INSTRUCTION: Repeat the records word for word, excluding any picture.

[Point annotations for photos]
☆ ☆ ☆ ☆ ☆ ☆ ☆
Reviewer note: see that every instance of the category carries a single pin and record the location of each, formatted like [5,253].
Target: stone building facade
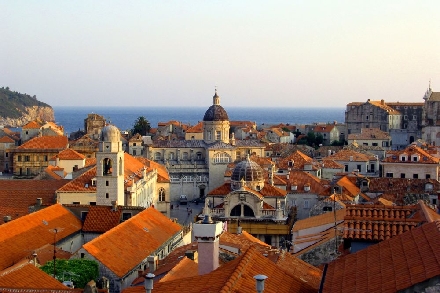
[197,166]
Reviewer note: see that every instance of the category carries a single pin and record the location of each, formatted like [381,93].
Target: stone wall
[32,113]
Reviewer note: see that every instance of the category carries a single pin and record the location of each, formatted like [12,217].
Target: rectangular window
[83,216]
[306,203]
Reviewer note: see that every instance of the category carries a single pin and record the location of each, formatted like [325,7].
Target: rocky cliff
[17,109]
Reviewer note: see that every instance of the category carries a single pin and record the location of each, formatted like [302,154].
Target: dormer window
[294,186]
[307,187]
[429,187]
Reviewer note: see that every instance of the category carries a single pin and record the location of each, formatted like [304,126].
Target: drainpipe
[149,282]
[260,282]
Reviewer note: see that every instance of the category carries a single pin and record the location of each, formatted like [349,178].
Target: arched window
[161,194]
[222,158]
[107,166]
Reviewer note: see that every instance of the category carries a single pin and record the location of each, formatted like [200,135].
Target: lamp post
[54,251]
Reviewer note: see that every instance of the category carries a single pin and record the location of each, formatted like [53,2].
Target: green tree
[80,271]
[141,126]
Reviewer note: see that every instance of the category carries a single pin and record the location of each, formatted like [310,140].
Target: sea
[72,118]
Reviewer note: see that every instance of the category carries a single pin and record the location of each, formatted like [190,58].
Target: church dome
[247,170]
[216,112]
[110,133]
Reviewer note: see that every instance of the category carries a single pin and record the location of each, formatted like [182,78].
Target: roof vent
[207,220]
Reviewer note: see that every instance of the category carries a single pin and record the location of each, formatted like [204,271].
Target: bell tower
[110,168]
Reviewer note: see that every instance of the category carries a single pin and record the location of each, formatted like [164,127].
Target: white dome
[110,133]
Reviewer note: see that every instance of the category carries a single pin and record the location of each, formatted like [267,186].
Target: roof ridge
[236,274]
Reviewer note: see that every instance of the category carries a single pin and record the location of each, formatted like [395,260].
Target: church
[197,166]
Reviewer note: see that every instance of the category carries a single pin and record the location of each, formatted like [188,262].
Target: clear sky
[258,53]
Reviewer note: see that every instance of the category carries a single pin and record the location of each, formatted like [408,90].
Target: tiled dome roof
[248,171]
[216,113]
[110,133]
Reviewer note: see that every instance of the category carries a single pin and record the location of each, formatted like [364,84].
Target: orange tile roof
[346,155]
[379,222]
[101,219]
[20,237]
[198,128]
[237,276]
[299,160]
[32,125]
[6,139]
[142,235]
[69,154]
[330,164]
[323,219]
[17,195]
[301,179]
[390,266]
[46,142]
[50,170]
[184,269]
[296,267]
[27,275]
[385,107]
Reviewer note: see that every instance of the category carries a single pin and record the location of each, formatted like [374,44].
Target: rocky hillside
[17,109]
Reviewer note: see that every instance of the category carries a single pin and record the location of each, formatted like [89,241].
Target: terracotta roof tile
[101,219]
[6,139]
[69,154]
[390,266]
[17,195]
[26,275]
[326,218]
[20,237]
[32,125]
[46,142]
[237,276]
[143,234]
[198,128]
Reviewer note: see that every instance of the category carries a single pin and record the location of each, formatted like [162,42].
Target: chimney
[152,263]
[207,233]
[114,205]
[260,282]
[149,282]
[34,255]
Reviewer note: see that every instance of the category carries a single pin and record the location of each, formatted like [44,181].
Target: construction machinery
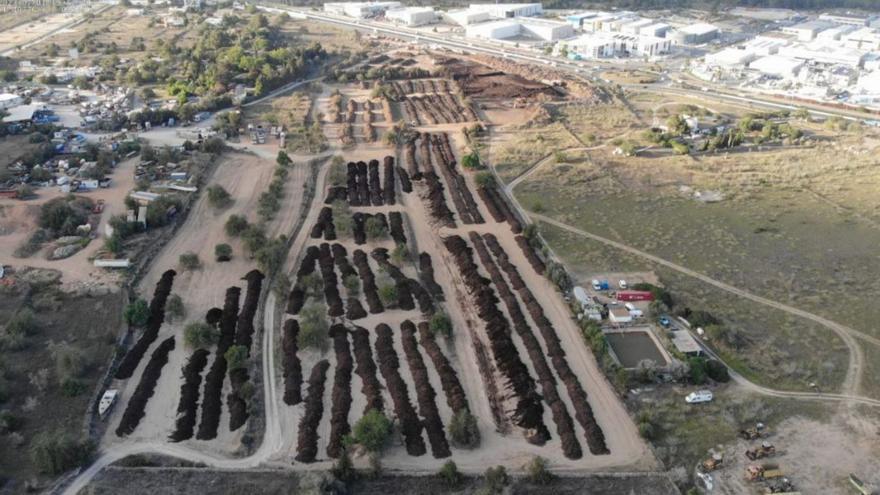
[755,472]
[766,449]
[753,432]
[780,486]
[712,463]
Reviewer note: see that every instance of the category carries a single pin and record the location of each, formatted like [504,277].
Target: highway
[587,71]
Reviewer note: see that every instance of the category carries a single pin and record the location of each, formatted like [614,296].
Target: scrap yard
[361,247]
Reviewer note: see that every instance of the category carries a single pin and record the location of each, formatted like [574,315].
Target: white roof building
[360,10]
[823,53]
[635,26]
[777,65]
[807,31]
[508,10]
[530,28]
[695,34]
[8,100]
[862,39]
[412,16]
[729,58]
[466,17]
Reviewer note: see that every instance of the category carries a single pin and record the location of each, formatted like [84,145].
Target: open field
[794,225]
[48,375]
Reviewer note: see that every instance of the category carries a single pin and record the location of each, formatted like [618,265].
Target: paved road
[855,369]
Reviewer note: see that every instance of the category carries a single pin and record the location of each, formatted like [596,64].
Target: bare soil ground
[244,177]
[83,326]
[187,481]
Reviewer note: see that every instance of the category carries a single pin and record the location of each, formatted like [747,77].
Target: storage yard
[376,247]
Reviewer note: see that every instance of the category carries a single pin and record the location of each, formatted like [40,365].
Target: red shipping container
[635,295]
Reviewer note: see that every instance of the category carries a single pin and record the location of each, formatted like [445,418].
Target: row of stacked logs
[583,411]
[151,332]
[528,412]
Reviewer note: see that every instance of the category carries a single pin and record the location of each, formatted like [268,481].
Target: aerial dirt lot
[425,234]
[244,176]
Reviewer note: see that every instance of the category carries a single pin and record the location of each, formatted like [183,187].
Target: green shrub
[537,471]
[450,475]
[56,452]
[463,430]
[200,335]
[372,431]
[190,261]
[236,225]
[137,313]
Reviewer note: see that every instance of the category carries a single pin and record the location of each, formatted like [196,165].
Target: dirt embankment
[520,80]
[150,480]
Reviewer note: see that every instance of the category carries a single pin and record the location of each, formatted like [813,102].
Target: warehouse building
[843,19]
[360,10]
[527,28]
[412,16]
[508,10]
[607,45]
[824,54]
[777,66]
[466,17]
[695,34]
[807,31]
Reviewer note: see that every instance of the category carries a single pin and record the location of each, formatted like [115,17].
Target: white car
[699,396]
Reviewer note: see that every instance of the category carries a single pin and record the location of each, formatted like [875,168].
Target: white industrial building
[635,26]
[606,45]
[360,10]
[848,20]
[412,16]
[807,31]
[513,28]
[822,53]
[731,58]
[836,33]
[658,30]
[777,65]
[466,17]
[862,39]
[695,34]
[508,10]
[9,100]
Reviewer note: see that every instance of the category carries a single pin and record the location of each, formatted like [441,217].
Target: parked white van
[699,396]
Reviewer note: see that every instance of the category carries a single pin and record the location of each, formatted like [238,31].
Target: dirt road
[855,369]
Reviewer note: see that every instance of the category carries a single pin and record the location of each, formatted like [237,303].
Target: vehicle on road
[699,396]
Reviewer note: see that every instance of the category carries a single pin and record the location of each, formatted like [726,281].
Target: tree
[463,430]
[200,335]
[236,225]
[484,179]
[223,252]
[190,261]
[372,431]
[236,357]
[313,329]
[218,197]
[537,471]
[174,306]
[137,313]
[495,479]
[471,161]
[441,325]
[375,228]
[56,452]
[450,475]
[352,285]
[388,293]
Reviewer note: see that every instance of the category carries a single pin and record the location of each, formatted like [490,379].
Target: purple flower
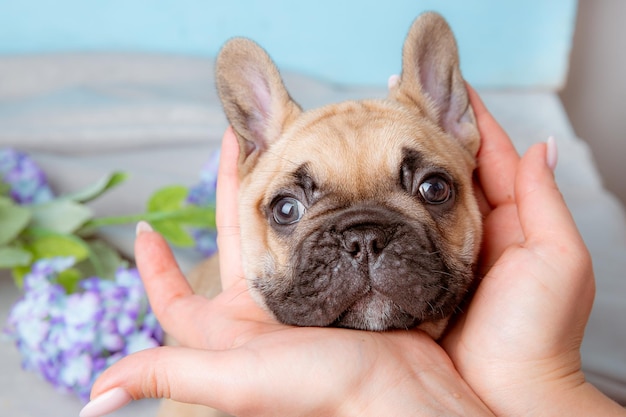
[27,182]
[69,339]
[203,194]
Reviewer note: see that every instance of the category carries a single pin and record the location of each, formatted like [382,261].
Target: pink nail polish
[106,403]
[552,154]
[143,226]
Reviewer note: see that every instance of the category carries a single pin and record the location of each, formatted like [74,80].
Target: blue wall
[514,43]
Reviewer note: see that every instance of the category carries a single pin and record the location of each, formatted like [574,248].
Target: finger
[166,372]
[547,223]
[228,236]
[497,158]
[171,297]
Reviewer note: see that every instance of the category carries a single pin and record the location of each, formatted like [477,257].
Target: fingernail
[552,153]
[106,403]
[143,226]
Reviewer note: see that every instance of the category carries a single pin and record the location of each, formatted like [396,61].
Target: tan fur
[355,152]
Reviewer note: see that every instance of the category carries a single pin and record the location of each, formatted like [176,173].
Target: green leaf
[95,190]
[18,275]
[13,219]
[195,216]
[69,279]
[61,216]
[168,198]
[174,233]
[11,257]
[59,245]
☆ ☆ ☆ ☆ ☆ ☆ ☆
RESPONSE TO THE TASK:
Reviewer note: see that every instance of the category carries a single pin and record the location of each, formatted like [5,253].
Target: stone building facade
[197,166]
Reviewer note: see that every instance of the category carries a single pin and record the location of each, formatted like [381,93].
Target: stone wall
[32,113]
Reviewer note: see that every instance of the category carries a single pin and record the location of each, formatted like [12,217].
Target: rectangular window
[83,216]
[306,203]
Reviewer note: see that every instance of the category carries a single pin and record the location of each, formatted like [325,7].
Target: rocky cliff
[17,109]
Reviewer note: see that every instance of the category carries a single pin and record the location of each, formatted like [302,154].
Target: dormer window
[294,186]
[307,187]
[429,187]
Reviewer note: see that every instance of the category carries a single pin and record the location of each, formatted like [304,126].
Target: drainpipe
[149,282]
[260,282]
Reviewer note: see that every instance of the category carries a single pin and record the location of each, formatted like [349,178].
Target: arched window
[161,194]
[222,158]
[107,166]
Reviewer note: see that every instance of the category carries a single pin and record the location of each, formatted like [200,135].
Target: lamp post
[54,251]
Reviewer note: see that every instance of the category carries a single pin and record the location of each, formatted like [53,2].
Target: green tree
[80,271]
[141,126]
Reviewer note: see that every instance of the category carries a single pin and record the location of each, formatted like [310,140].
Target: sea
[72,118]
Reviewer note: see that every instance of the category carries a single pin and record the location of each, formatted like [190,58].
Target: church dome
[247,170]
[216,112]
[110,133]
Reviewer note: see that every instance of the category carries a single pin and record the location of each, formatted like [182,78].
Target: roof vent
[207,220]
Reviewer note: see that every instance of the category carries a single pin and record the location of each, formatted like [204,271].
Target: bell tower
[110,168]
Reviewer note: see that every instance of the category carries a single pin and record the location of each, formatted like [164,127].
Target: white dome
[110,133]
Reviewer note: see that every instance of the category carries a single pin and record the location of each, formatted like [267,186].
Target: roof ridge
[236,274]
Reviewer note: see that every instance of the category carries a single pin and record the location of each, formatted like [395,260].
Target: church
[197,166]
Reviewer note: see that every instance of the category carries a single pin and record the location of each, formatted like [188,262].
Target: clear sky
[258,53]
Reviewer note: see that every instance of the category carries a single pin and record the location of each, formatted like [408,90].
Target: tiled dome roof
[248,171]
[216,113]
[110,133]
Reviewer note: see that every instance of the category carries a single pin and record the location of each, formatted like [364,84].
Target: orange tile roof
[346,155]
[379,222]
[101,219]
[20,237]
[198,128]
[237,276]
[299,160]
[32,125]
[6,139]
[142,235]
[69,154]
[330,164]
[323,219]
[17,195]
[301,179]
[390,266]
[46,142]
[50,170]
[184,269]
[296,267]
[27,275]
[385,107]
Reviewer note: see that every instance of the category carries a single pin and record the location of each, formatted like [374,44].
Target: rocky hillside
[17,109]
Reviewer note: see that every instance of the category carries a single pin and record the location of each, formatted like [89,241].
Target: terracotta roof tile
[101,219]
[6,139]
[69,154]
[390,266]
[17,195]
[26,275]
[326,218]
[20,237]
[32,125]
[46,142]
[237,276]
[143,234]
[198,128]
Reviewer note: see that every instance of the category carries a single pin and record the location of each, formatted like [162,42].
Target: chimney
[152,263]
[207,233]
[114,205]
[260,282]
[149,282]
[34,255]
Reviewer note: see that every instance of the category carries a single pin and record the location of each, formatted like [44,181].
Target: construction machinery
[755,472]
[766,449]
[753,432]
[780,486]
[712,463]
Reviewer note: see that every instance of the category carries a single pin and record the location of each, formatted like [504,277].
Target: highway
[587,71]
Reviewer note: see that every instance of the category carries a single pin and record the location of each, formatted like [614,296].
Target: scrap yard
[361,247]
Reviewer note: see that every instance of the category carries a single pin and record the location of each, formatted like [574,315].
Target: white roof building
[360,10]
[823,53]
[635,26]
[777,65]
[807,31]
[508,10]
[530,28]
[695,34]
[8,100]
[862,39]
[412,16]
[729,58]
[466,17]
Reviewer note: see that every instance of the category carries a single pin and record the location of each, formatted like [84,145].
Target: open field
[794,225]
[48,375]
Reviewer note: see that every instance of the category carries a single pin and record the location of each, formatted like [618,265].
Target: paved road
[855,369]
Reviewer note: see that every instance of the category carries a single pin and record the location of each, formatted like [596,64].
Target: bare soil ground
[244,177]
[83,326]
[187,481]
Reviewer note: see that every instance of the category carries a single pin and record the location of each, formatted like [747,77].
Target: storage yard
[376,247]
Reviewer note: see that every instance of the category carries a single pin and record the location of each, formatted like [40,365].
Target: red shipping container
[635,295]
Reviewer note: see that every instance of the category carries a single pin and record the location of each, formatted like [445,418].
Target: row of stacked logs
[583,411]
[151,332]
[528,412]
Reviewer note: see that every instance of the category carries a single pin and record the location of each, formatted like [268,481].
Target: aerial dirt lot
[425,234]
[244,176]
Reviewer note: see that every instance of the category carries a single pin and record the location of each, formatted like [183,187].
Target: green shrub
[537,471]
[450,475]
[56,452]
[463,430]
[200,335]
[372,431]
[190,261]
[236,225]
[137,313]
Reviewer note: see that every instance of the category carries a single pin and record the location of each, formatted like [196,165].
Target: dirt embankment
[520,80]
[150,480]
Reviewer note: see that every instance of the category carries a single pin and record the location of each, formatted like [813,102].
Target: warehouse building
[843,19]
[360,10]
[527,28]
[412,16]
[508,10]
[607,45]
[824,54]
[777,66]
[466,17]
[695,34]
[807,31]
Reviewer note: see that every instance of the category carries a single pin and record the location of each, formatted like [115,17].
Target: white car
[699,396]
Reviewer note: see that every instance of the category carries a single pin and record the location of each, formatted like [875,168].
Target: white industrial building
[635,26]
[606,45]
[360,10]
[848,20]
[412,16]
[807,31]
[513,28]
[822,53]
[731,58]
[836,33]
[658,30]
[777,65]
[466,17]
[862,39]
[695,34]
[508,10]
[9,100]
Reviewer note: see that every instance of the category carries a single pin and record the location of each, formatted like [441,217].
Target: parked white van
[699,396]
Reviewer note: see that every instance of the category carries a single pin and record the location of each, formatted like [238,31].
Target: dirt road
[855,369]
Reviewer note: see that every instance of the category carries a single pin and record the location of each, formatted like [237,303].
Target: vehicle on road
[699,396]
Reviewer note: see that every instance of the category carries a single pin and record the location of each, formatted like [726,281].
Target: tree
[463,430]
[200,335]
[236,225]
[484,179]
[223,252]
[190,261]
[372,431]
[236,357]
[313,329]
[218,197]
[537,471]
[174,306]
[137,313]
[495,479]
[471,161]
[441,325]
[375,228]
[56,452]
[450,475]
[352,285]
[388,293]
Reviewer note: see that every instance of the category carries a single pin and record the location of each, formatted like [490,379].
Target: purple flower
[27,182]
[69,339]
[203,194]
Reviewer note: see that every instance of the category carries a single pin and record the location of each, formatted like [382,261].
Target: pink nail polish
[106,403]
[552,154]
[143,226]
Reviewer note: see that every instance of the category carries a single pin and record the location of each, formatted like [74,80].
Target: blue wall
[514,43]
Reviewer note: see that every instance of the category carries a single pin and record the location of each, formatted like [574,248].
Target: finger
[166,372]
[547,223]
[228,236]
[497,158]
[171,297]
Reviewer note: see that every instance of the category carries a single pin and record the location of each, formatted like [477,257].
Target: fingernail
[552,153]
[106,403]
[143,226]
Reviewer note: see that every instance of the category carries a single pin and record the location of each, formatted like [396,61].
Target: tan fur
[355,152]
Reviewer note: see that every instance of the category carries a single pin and record the location of each, formatted like [176,173].
Target: green leaf
[95,190]
[18,275]
[13,219]
[195,216]
[69,279]
[61,216]
[168,198]
[174,233]
[11,257]
[59,245]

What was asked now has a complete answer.